• [OBJECTIVE]
Pull out every line of the records below that contains the string "symbol" and copy each one in full. Matches must have the same case.

— start DATA IN THIS EXERCISE —

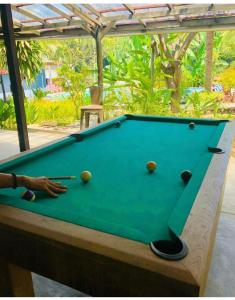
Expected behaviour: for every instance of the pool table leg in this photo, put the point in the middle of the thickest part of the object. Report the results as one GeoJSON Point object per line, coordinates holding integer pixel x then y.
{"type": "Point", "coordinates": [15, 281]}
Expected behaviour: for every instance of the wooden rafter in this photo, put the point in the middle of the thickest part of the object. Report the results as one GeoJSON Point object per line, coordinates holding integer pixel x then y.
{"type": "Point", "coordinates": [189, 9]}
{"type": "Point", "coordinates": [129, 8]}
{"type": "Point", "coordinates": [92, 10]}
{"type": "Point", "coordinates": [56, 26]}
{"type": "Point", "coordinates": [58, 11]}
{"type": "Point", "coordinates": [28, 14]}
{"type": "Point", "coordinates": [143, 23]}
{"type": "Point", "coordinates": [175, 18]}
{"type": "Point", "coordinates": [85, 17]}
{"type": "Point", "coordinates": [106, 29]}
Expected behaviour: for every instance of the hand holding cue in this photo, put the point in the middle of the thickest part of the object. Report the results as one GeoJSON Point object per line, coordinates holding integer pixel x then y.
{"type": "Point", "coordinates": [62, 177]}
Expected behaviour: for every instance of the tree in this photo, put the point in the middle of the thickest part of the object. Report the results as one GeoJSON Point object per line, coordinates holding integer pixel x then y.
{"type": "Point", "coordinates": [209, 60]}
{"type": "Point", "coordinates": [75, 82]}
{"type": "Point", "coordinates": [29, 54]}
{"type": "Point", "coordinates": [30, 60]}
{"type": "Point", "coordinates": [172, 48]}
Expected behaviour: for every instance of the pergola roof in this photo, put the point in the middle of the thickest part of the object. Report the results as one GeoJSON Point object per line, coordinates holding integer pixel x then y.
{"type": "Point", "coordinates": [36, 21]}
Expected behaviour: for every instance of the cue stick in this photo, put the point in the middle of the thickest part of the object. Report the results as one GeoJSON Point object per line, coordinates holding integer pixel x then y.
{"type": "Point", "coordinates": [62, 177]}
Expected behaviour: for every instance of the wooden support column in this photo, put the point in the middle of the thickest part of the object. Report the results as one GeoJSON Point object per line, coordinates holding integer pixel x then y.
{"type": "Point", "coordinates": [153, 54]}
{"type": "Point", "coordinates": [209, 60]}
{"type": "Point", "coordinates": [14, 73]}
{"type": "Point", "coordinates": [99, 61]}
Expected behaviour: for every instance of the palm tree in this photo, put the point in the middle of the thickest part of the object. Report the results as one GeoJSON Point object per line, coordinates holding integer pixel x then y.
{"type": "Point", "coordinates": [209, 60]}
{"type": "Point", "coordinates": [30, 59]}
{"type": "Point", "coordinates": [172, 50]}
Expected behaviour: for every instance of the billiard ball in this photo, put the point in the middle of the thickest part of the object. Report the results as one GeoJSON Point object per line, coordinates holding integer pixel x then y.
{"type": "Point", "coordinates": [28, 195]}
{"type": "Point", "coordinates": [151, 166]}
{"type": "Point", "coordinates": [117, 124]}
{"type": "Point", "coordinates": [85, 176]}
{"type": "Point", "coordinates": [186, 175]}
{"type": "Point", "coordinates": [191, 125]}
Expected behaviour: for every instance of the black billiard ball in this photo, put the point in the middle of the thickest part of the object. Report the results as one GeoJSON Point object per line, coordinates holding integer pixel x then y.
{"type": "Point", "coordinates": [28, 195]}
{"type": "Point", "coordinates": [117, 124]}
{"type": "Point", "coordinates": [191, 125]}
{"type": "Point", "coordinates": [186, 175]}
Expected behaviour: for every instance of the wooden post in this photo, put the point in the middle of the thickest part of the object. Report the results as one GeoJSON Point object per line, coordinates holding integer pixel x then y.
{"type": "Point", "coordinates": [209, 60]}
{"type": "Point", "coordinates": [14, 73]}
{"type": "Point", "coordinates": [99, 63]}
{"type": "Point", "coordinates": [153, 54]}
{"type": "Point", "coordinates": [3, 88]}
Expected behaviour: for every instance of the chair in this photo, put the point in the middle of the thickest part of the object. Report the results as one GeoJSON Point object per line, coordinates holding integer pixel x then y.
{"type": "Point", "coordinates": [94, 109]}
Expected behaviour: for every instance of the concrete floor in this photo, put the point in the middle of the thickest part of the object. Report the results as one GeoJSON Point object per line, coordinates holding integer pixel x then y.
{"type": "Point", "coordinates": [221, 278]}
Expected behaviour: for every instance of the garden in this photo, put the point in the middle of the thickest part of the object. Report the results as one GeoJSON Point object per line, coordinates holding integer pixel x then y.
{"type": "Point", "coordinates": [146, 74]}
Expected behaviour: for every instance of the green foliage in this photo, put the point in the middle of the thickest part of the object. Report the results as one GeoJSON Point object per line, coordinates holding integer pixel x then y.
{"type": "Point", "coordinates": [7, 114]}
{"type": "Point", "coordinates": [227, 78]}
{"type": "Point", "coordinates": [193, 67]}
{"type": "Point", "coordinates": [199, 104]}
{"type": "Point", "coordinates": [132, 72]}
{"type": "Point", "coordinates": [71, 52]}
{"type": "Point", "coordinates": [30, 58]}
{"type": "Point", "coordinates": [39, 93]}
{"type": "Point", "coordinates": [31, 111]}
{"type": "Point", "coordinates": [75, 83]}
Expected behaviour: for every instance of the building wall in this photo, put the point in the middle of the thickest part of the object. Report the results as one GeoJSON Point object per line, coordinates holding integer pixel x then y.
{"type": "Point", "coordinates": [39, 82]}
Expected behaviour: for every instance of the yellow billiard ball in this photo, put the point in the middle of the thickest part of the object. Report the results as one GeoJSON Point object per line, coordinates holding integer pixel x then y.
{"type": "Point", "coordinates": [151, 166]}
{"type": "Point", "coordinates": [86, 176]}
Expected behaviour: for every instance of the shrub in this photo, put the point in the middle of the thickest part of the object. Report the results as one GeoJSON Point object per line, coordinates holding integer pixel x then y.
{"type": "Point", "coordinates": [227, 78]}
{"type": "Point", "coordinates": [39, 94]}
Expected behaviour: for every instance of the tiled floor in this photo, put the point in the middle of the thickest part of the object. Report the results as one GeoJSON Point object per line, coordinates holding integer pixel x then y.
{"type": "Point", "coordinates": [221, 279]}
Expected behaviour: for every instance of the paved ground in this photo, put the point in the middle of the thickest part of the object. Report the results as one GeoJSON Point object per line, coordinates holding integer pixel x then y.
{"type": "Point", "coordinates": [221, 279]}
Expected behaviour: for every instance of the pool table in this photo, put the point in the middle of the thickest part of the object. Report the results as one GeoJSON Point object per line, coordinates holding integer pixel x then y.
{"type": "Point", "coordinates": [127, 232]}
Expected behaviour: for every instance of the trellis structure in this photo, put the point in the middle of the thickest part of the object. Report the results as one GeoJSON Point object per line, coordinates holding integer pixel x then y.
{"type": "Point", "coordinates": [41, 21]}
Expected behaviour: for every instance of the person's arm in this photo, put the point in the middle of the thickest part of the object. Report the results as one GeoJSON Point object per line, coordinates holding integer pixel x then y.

— end DATA IN THIS EXERCISE —
— start DATA IN THIS EXERCISE —

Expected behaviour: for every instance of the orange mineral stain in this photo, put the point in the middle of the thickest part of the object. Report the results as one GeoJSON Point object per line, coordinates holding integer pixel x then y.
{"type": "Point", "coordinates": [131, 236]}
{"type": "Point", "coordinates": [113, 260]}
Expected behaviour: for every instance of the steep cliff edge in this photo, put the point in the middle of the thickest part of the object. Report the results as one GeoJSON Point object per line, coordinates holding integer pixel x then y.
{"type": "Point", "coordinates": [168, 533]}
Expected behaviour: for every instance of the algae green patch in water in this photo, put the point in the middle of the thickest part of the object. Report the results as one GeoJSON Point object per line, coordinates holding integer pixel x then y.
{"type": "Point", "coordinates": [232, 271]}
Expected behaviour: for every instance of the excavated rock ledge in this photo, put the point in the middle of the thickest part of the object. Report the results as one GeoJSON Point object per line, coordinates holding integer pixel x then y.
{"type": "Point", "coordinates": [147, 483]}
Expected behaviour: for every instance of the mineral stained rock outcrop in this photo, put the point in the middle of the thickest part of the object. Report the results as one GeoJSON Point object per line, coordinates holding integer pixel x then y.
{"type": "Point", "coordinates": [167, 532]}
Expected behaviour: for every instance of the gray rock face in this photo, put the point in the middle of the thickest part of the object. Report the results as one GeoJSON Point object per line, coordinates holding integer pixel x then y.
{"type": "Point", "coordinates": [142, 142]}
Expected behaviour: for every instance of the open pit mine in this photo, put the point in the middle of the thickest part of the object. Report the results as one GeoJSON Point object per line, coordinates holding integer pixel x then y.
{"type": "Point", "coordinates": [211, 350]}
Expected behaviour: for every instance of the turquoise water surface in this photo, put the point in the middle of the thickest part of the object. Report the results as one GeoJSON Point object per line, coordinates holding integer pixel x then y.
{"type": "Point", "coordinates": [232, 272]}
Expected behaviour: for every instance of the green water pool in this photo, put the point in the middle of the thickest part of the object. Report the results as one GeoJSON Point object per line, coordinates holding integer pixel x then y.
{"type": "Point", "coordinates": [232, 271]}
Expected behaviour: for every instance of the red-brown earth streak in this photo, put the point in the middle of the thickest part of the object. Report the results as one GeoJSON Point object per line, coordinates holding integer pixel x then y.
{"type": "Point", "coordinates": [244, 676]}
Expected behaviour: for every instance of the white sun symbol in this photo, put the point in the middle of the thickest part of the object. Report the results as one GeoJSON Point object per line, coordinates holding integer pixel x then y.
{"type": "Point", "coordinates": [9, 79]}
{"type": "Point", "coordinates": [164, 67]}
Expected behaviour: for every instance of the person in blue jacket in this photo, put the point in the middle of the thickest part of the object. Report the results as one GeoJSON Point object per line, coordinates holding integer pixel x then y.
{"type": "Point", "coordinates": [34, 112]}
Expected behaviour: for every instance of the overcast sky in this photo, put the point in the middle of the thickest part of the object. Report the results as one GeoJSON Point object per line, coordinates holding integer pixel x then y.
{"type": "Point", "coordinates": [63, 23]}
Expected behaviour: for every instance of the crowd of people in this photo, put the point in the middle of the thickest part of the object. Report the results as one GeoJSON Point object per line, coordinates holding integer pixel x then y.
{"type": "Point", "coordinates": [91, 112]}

— end DATA IN THIS EXERCISE —

• [WRITTEN ANSWER]
Expected behaviour: for every instance of the white sun symbol in this photo, put the point in the middle of the thickest part of the object. Report the results as one GeoJSON Point object per line, coordinates holding integer pixel x then y.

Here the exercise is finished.